(Referring expression pointing data):
━━━━━━━━━━
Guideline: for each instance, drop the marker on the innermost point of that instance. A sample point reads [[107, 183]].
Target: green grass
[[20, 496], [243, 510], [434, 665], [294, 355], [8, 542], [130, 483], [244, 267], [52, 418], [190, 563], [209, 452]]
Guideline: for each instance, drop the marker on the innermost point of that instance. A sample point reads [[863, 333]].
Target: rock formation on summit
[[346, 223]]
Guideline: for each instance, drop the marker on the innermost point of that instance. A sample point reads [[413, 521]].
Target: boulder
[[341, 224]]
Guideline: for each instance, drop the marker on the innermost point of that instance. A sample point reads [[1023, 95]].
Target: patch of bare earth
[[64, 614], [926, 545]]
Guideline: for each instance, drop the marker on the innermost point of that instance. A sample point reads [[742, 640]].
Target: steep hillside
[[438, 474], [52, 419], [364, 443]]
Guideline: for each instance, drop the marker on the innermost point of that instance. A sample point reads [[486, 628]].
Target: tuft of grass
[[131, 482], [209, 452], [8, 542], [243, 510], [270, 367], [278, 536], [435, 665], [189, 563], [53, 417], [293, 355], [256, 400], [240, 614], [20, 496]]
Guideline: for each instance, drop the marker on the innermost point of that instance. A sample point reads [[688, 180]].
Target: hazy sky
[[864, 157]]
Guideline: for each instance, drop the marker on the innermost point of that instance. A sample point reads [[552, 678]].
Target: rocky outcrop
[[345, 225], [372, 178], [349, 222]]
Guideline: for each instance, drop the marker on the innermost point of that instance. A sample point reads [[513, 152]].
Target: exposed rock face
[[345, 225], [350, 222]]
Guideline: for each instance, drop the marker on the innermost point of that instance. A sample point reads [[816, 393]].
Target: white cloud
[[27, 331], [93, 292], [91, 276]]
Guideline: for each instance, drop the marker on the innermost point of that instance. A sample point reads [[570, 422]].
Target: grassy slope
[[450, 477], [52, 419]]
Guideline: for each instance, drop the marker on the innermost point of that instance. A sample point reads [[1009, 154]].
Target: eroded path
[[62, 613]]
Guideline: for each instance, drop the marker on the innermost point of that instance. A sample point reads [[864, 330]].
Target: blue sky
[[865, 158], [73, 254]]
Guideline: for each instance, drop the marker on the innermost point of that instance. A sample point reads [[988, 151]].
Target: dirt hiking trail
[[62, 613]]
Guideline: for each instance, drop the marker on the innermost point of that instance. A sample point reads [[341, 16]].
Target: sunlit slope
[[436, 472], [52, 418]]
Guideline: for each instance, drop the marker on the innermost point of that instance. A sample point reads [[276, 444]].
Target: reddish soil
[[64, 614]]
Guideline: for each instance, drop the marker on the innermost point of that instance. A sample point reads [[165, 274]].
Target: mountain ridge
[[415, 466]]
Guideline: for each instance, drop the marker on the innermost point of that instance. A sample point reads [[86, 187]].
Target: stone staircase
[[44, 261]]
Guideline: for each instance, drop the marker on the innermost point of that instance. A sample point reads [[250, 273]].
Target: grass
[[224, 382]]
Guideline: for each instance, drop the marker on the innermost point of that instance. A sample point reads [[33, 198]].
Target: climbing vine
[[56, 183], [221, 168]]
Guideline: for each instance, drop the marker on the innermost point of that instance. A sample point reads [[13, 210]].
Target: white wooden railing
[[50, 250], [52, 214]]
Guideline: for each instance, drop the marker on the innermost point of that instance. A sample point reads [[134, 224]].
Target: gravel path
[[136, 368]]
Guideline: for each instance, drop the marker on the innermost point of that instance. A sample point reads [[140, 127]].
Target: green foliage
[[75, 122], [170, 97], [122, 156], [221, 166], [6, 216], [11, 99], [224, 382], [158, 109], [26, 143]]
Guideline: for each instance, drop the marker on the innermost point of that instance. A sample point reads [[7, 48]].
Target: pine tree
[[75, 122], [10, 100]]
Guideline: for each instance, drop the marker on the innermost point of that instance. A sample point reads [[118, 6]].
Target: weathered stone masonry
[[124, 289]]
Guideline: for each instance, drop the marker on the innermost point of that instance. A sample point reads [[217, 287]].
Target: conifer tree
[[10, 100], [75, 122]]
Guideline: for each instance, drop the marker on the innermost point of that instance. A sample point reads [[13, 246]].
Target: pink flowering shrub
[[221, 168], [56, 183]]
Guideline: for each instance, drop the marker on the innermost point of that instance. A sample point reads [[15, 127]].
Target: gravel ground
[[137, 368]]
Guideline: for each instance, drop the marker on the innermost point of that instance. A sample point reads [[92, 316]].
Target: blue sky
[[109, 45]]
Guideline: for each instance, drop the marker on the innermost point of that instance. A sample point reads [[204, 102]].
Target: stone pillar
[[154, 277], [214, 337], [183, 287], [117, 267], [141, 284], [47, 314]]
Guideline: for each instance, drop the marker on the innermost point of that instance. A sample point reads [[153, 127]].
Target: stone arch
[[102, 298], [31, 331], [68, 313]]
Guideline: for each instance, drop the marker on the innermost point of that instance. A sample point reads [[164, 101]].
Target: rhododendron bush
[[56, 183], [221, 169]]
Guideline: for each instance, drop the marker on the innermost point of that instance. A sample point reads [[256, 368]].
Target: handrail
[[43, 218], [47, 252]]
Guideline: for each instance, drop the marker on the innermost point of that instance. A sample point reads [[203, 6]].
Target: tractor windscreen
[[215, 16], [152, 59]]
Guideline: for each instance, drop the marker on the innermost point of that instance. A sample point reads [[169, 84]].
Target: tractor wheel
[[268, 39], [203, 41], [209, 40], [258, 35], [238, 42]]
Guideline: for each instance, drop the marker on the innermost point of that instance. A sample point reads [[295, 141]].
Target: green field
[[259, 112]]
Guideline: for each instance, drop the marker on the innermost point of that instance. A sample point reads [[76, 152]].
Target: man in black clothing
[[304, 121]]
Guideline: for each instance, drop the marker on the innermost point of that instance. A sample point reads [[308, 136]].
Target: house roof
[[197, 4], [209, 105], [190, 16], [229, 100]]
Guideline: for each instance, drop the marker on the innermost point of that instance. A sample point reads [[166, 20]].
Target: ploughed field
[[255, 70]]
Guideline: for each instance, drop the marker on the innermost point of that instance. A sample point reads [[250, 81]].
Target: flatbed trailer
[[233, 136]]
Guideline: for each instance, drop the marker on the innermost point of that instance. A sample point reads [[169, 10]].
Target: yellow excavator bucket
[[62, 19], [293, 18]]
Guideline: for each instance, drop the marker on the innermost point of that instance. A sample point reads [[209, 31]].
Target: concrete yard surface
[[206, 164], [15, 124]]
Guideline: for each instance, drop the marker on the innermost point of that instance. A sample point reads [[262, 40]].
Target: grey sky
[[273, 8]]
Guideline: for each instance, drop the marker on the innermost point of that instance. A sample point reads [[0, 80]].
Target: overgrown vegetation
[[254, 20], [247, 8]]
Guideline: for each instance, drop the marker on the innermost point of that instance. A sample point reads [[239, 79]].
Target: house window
━━━━━━━━━━
(TO DO): So that nothing differs from the original, transcribe all of the records above.

(TASK SOLUTION):
Guideline: for each instance, drop the marker on the innermost point of that instance. A sample point reads [[107, 183]].
Target: green grass
[[20, 496], [243, 510], [434, 665], [294, 355], [8, 542], [130, 483], [244, 267], [52, 418], [190, 563], [209, 452]]
Guideline: for each instance, drop the marker on the innermost point of that instance. A sample point reads [[863, 333]].
Target: rock formation on summit
[[346, 223]]
Guideline: for each instance, drop the marker on the innermost point of that instance. A sample point reads [[413, 521]].
Target: boulder
[[341, 224]]
Guideline: for each instance, drop the marker on the innermost point of that instance. A sample point reads [[1023, 95]].
Target: patch of bare earth
[[64, 614], [926, 545]]
Guideline: for each instance, drop the marker on the innermost point of that instance. A sample point reads [[742, 640]].
Target: steep hillside
[[438, 474], [52, 419], [364, 443]]
Guideline: for each instance, drop the marker on the innermost point of that instance. A sample point reads [[486, 628]].
Target: tuft of grass
[[131, 482], [209, 452], [8, 542], [243, 510], [270, 367], [278, 536], [435, 665], [189, 563], [53, 417], [293, 355], [256, 400], [240, 614], [20, 496]]
Guideline: for each instance, drop the marker on the innermost point of that instance. A sample point reads [[688, 180]].
Target: hazy sky
[[864, 157]]
Guideline: for each instance, drop the marker on the innermost point of that instance. A sample point reads [[552, 678]].
Target: rocky outcrop
[[345, 225], [372, 178], [349, 222]]
Guideline: for each instance, drop the marker on the innermost point of that instance. A sample point reads [[513, 152]].
Target: exposed rock face
[[345, 225], [350, 222]]
Guideline: for each instance, drop the marker on the innermost point of that instance. A sample point reads [[816, 393]].
Target: white cloud
[[27, 331], [93, 292], [91, 276]]
Guideline: for each instance, drop the marker on the innermost point of that instance. A sample point reads [[570, 422]].
Target: grassy slope
[[450, 477], [52, 419]]
Guideline: for each instance, drop the marker on the innermost point of that instance. A sample point reads [[1009, 154]].
Target: eroded path
[[62, 613]]
Guideline: for each instance, drop the marker on the innermost point of that instance. A sample point reads [[864, 330]].
Target: blue sky
[[865, 158], [73, 254]]
Guideline: for each instance, drop the marker on the innermost point of that instance. A sample point reads [[988, 151]].
Target: dirt hiking trail
[[62, 613]]
Guideline: for each instance, drop the marker on the innermost point of that instance. A sample point reads [[341, 16]].
Target: sunlit slope
[[436, 472], [52, 418]]
Guideline: for each instance, drop the marker on the innermost point of that instance. A sample point reads [[276, 444]].
Target: reddish soil
[[64, 614]]
Guideline: for each instance, drop the marker on the innermost point of that instance. A sample point reads [[165, 274]].
Target: mountain ridge
[[415, 466]]
Guideline: for each instance, drop the marker on the innermost point of that instance. A sample point reads [[86, 187]].
Target: stone staircase
[[44, 261]]
Guideline: for each instance, drop the marker on the innermost point of that instance. A sample point reads [[250, 273]].
Target: grass
[[224, 382]]
Guideline: for each instance, drop the marker on the innermost point of that instance. A sample point reads [[33, 198]].
Target: climbing vine
[[56, 183], [221, 168]]
Guideline: for each instance, drop the marker on the innermost point of that instance. A sample point reads [[13, 210]].
Target: white wooden railing
[[50, 250], [52, 214]]
Guideline: for each instance, drop the marker on the innermost point of that instance. A sample point reads [[134, 224]].
Target: gravel path
[[136, 368]]
Guideline: for each instance, drop the marker on the innermost point of that instance. A sample point reads [[140, 127]].
Target: green foliage
[[75, 122], [170, 97], [122, 156], [221, 166], [6, 216], [11, 99], [224, 382], [158, 109], [26, 143]]
Guideline: for each instance, drop the marker on the innermost point of that instance. A sample point reads [[7, 48]].
Target: pine tree
[[75, 122], [10, 100]]
Guideline: for each instance, drop the marker on the innermost point of that instance. A sample point reads [[118, 6]].
Target: weathered stone masonry
[[124, 289]]
Guideline: for each instance, drop the marker on the innermost point of that instance. A sample point reads [[217, 287]].
Target: conifer tree
[[10, 100], [75, 122]]
Guideline: for each instance, drop the marker on the innermost point of that instance. A sample point reads [[13, 246]].
Target: pink flowering shrub
[[221, 168], [56, 183]]
Guideline: for each instance, drop the marker on the innermost point of that instance. A sample point reads [[15, 127]].
Target: gravel ground
[[137, 368]]
Guideline: for each instance, drop the marker on the innermost point of that instance. A sample point reads [[92, 316]].
Target: blue sky
[[109, 45]]
Guideline: for each instance, drop the marker on the innermost point of that instance. A sample point reads [[204, 102]].
Target: stone pillar
[[154, 277], [214, 337], [183, 287], [117, 267], [141, 284], [47, 314]]
Guideline: for each instance, drop the marker on the innermost point of that instance. A sample point reads [[153, 127]].
Target: stone arch
[[102, 298], [31, 331], [68, 313]]
Guideline: for each instance, drop the marker on the innermost point of that instance. A sample point reads [[164, 101]].
Target: rhododendron bush
[[56, 183], [221, 169]]
Guideline: for each instance, drop the marker on the innermost point of that instance. A sample point reads [[256, 368]].
Target: handrail
[[43, 218], [47, 252]]
Guideline: for each instance, drop the marker on the innermost point of that instance. A sample point reads [[203, 6]].
Target: tractor windscreen
[[215, 16], [152, 59]]
Guideline: for each instance, drop the marker on the innermost point of that instance. A sample point reads [[169, 84]].
Target: tractor wheel
[[268, 39], [203, 41], [209, 40], [258, 35], [238, 42]]
Guideline: for each instance, drop the marker on the innermost point of that instance. A sample point reads [[295, 141]].
Target: green field
[[259, 112]]
Guideline: for each instance, drop the marker on the innermost point of that instance. A sample point reads [[76, 152]].
Target: man in black clothing
[[304, 121]]
Guideline: for each instance, drop the marker on the innermost point of that instance. A sample point reads [[308, 136]].
Target: house roof
[[197, 4], [209, 105], [190, 16], [229, 100]]
Guideline: for each instance, drop the marker on the innermost point of that instance. A sample point reads [[166, 20]].
Target: ploughed field
[[255, 70]]
Guideline: for each instance, drop the marker on the innermost point of that instance. A sample point reads [[250, 81]].
Target: flatbed trailer
[[233, 136]]
Guideline: for each instance, drop the marker on the innermost point of that instance. A sample point reads [[169, 10]].
Target: yellow excavator bucket
[[62, 19], [293, 18]]
Guideline: for each instance, drop the marker on the innermost point of that instance. A sample point reads [[209, 31]].
Target: concrete yard surface
[[206, 164], [15, 124]]
Guideline: for each instance, drop the marker on the innermost point of that instance. A sample point reads [[262, 40]].
Target: grey sky
[[273, 8]]
Guideline: for each instance, drop the marker on the innermost point of that instance. A sample point reads [[0, 80]].
Target: overgrown vegetation
[[254, 20], [247, 8]]
Guideline: for each instance, drop the marker on the innermost point of that instance. A sample point reads [[239, 79]].
Target: house window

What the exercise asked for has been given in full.